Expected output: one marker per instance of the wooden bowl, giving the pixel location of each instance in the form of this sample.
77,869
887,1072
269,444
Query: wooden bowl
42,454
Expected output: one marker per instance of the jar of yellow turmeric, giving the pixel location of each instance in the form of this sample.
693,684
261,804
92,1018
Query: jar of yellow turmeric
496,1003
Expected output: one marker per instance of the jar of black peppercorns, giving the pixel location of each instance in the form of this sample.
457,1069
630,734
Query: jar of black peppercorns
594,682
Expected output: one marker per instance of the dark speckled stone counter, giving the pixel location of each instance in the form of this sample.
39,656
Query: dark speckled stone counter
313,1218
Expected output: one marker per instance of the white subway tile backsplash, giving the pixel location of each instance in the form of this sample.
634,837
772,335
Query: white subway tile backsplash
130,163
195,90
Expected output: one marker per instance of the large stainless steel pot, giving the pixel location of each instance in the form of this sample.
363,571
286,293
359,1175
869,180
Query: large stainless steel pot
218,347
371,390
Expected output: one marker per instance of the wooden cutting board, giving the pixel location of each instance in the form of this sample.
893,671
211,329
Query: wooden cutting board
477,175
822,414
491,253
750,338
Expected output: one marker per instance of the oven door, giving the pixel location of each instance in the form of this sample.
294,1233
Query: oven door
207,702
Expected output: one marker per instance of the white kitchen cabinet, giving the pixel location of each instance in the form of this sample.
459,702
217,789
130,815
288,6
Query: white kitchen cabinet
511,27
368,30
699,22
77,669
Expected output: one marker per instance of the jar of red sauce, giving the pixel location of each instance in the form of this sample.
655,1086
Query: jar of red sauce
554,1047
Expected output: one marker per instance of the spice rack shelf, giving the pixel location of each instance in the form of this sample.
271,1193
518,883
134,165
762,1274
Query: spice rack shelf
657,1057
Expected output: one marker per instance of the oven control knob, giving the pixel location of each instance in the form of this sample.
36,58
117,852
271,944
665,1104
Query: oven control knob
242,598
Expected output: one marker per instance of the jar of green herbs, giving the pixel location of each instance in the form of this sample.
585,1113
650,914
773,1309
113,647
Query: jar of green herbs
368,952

★ ★ ★ ★ ★

TASK INSTRUCTIONS :: What you hand back must match the records above exactly.

ANSWER TO THIS EXERCISE ::
Expected output: one marker per instance of the wooden bowl, giving the pixel location of each instance in the form of this sample.
77,869
887,1072
269,444
Query: wooden bowl
42,454
Expected output: one marker per instance of the jar of yellow turmeric, giving the pixel location of each instance in the form of this sample.
693,684
261,804
92,1018
Query: jar of yellow turmeric
496,1003
Expected output: one marker per instance of the jar of black peppercorns, giving the pixel location of each instance in the form of this sample.
457,1069
630,734
Query: jar of black peppercorns
594,682
Expected output: one marker per instance of the dark speckled stone counter, giving the pixel location of each instance in the form of this sample.
39,656
Query: dark speckled stone counter
313,1218
Expected output: one marker per instance of the white subway tile backsplash, giving the pixel location of each instance in the form of this sample.
634,837
772,335
Query: white subway tile backsplash
130,163
195,90
Expected output: one marker per instance of the large stainless steel pot, giving the pixel location of each instance in the form of this sample.
363,571
286,293
359,1175
869,180
Query: large stainless steel pot
218,347
371,390
Expected output: one marker per instance of the wooden cutting board, giving the pixel location of each instance in the form of this sample.
893,671
211,329
Query: wooden cutting board
477,175
822,414
491,253
750,338
Expected output: one marker per instance of the oven door, giving the pixel location of each instance in the form of this sample.
294,1233
Query: oven door
207,702
Expected output: one marker per instance of the white kitchen cabinet, giving the pixel location of each instance in the form of this sample.
459,702
217,789
130,815
288,6
Query: white kitchen cabinet
511,27
368,30
699,22
77,669
Expected output: one marker per instance of the jar of red sauce, giving the pixel location of each instance in the form of this sample.
655,1086
Query: jar of red sauce
554,1047
Expected output: one marker per instance of the spice rack shelf, giving the pixel location of each instance in the form of this sample.
271,1193
518,883
134,165
762,1274
Query: spice rack shelf
657,1057
Expected output: one marker per instance of the oven control knob, giving the pixel location of each instance in the form of this sample.
36,58
117,852
271,944
665,1104
Query: oven control knob
242,598
Expected output: one marker per instance of the jar of green herbs, giving the pixel location of each instance in the form of this sample.
585,1113
650,914
773,1309
113,647
Query: jar of green herbs
368,952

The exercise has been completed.